Output exactly the lines from the one holding "positive clicks: (393, 207) (391, 210)" through the final line of the entries.

--- RECORDS SUPPLIED ---

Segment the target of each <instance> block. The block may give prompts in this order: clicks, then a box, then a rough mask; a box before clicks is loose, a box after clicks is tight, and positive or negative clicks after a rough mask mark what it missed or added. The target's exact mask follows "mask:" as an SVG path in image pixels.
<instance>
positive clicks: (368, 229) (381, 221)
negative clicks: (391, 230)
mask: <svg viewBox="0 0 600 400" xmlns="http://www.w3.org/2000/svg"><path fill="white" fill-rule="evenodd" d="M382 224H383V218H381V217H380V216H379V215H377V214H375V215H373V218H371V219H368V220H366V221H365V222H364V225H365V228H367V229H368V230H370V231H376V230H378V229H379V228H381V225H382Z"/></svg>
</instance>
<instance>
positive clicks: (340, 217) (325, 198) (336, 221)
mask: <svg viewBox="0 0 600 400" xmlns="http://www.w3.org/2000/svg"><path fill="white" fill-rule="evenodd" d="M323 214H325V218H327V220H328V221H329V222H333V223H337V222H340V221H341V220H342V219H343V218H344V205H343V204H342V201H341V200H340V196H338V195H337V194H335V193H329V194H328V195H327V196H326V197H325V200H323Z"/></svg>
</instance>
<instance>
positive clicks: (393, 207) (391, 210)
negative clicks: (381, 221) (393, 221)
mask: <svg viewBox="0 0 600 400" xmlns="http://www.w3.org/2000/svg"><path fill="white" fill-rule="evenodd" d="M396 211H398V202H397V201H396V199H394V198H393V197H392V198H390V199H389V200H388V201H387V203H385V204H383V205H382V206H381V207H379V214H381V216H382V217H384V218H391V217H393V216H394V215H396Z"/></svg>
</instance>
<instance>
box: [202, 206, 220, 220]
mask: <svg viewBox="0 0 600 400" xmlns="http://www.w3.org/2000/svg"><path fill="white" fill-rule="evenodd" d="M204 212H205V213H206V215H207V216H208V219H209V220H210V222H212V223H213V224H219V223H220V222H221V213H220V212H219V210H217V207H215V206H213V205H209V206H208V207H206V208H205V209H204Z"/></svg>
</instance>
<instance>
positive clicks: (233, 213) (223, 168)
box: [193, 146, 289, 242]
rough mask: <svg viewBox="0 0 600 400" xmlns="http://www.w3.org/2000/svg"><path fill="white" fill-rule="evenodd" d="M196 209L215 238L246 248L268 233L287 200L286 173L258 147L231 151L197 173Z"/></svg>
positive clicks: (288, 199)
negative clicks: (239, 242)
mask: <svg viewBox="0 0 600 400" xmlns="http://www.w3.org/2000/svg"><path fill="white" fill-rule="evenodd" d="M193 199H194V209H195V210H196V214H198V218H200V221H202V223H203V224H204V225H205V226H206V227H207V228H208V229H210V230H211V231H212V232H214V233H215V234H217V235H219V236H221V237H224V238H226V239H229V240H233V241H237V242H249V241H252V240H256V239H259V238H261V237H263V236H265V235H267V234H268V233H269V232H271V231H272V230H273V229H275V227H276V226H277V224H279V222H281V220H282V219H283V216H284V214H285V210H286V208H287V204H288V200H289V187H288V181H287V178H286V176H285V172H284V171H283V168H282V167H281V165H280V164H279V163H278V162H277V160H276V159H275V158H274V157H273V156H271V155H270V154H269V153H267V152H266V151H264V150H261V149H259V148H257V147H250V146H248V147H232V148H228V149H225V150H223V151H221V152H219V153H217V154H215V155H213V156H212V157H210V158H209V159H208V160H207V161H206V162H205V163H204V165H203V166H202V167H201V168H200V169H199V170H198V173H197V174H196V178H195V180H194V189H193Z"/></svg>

---

**OUTPUT:**
positive clicks: (393, 207) (391, 210)
negative clicks: (381, 221) (393, 221)
mask: <svg viewBox="0 0 600 400" xmlns="http://www.w3.org/2000/svg"><path fill="white" fill-rule="evenodd" d="M396 211H398V202H397V201H396V199H394V198H393V197H392V198H390V199H389V200H388V201H387V203H385V204H383V205H382V206H381V207H379V214H381V216H382V217H384V218H391V217H393V216H394V215H396Z"/></svg>
</instance>
<instance>
box: [202, 206, 220, 220]
mask: <svg viewBox="0 0 600 400" xmlns="http://www.w3.org/2000/svg"><path fill="white" fill-rule="evenodd" d="M204 212H205V213H206V215H207V216H208V219H209V220H210V222H212V223H213V224H219V223H220V222H221V213H220V212H219V210H217V207H215V206H213V205H209V206H208V207H206V208H205V209H204Z"/></svg>
</instance>
<instance>
positive clicks: (233, 213) (223, 168)
box: [193, 146, 289, 242]
rough mask: <svg viewBox="0 0 600 400" xmlns="http://www.w3.org/2000/svg"><path fill="white" fill-rule="evenodd" d="M196 209L215 238L246 248L268 233L287 200L286 173L258 147L231 151L197 173Z"/></svg>
positive clicks: (288, 199)
negative clicks: (239, 242)
mask: <svg viewBox="0 0 600 400" xmlns="http://www.w3.org/2000/svg"><path fill="white" fill-rule="evenodd" d="M193 199H194V209H195V210H196V214H198V218H200V221H202V223H203V224H204V225H205V226H206V227H207V228H208V229H210V230H211V231H212V232H214V233H215V234H217V235H219V236H221V237H224V238H226V239H229V240H233V241H237V242H249V241H252V240H256V239H259V238H261V237H263V236H265V235H267V234H268V233H269V232H271V231H272V230H273V229H275V227H276V226H277V224H279V222H281V220H282V219H283V216H284V214H285V210H286V208H287V204H288V200H289V187H288V181H287V178H286V176H285V172H284V171H283V168H282V167H281V165H280V164H279V163H278V162H277V160H276V159H275V158H274V157H273V156H271V155H270V154H269V153H267V152H266V151H264V150H261V149H259V148H257V147H250V146H248V147H232V148H228V149H225V150H223V151H221V152H219V153H217V154H215V155H213V156H212V157H210V158H209V159H208V160H207V161H206V162H205V163H204V165H203V166H202V167H201V168H200V169H199V170H198V173H197V174H196V178H195V180H194V189H193Z"/></svg>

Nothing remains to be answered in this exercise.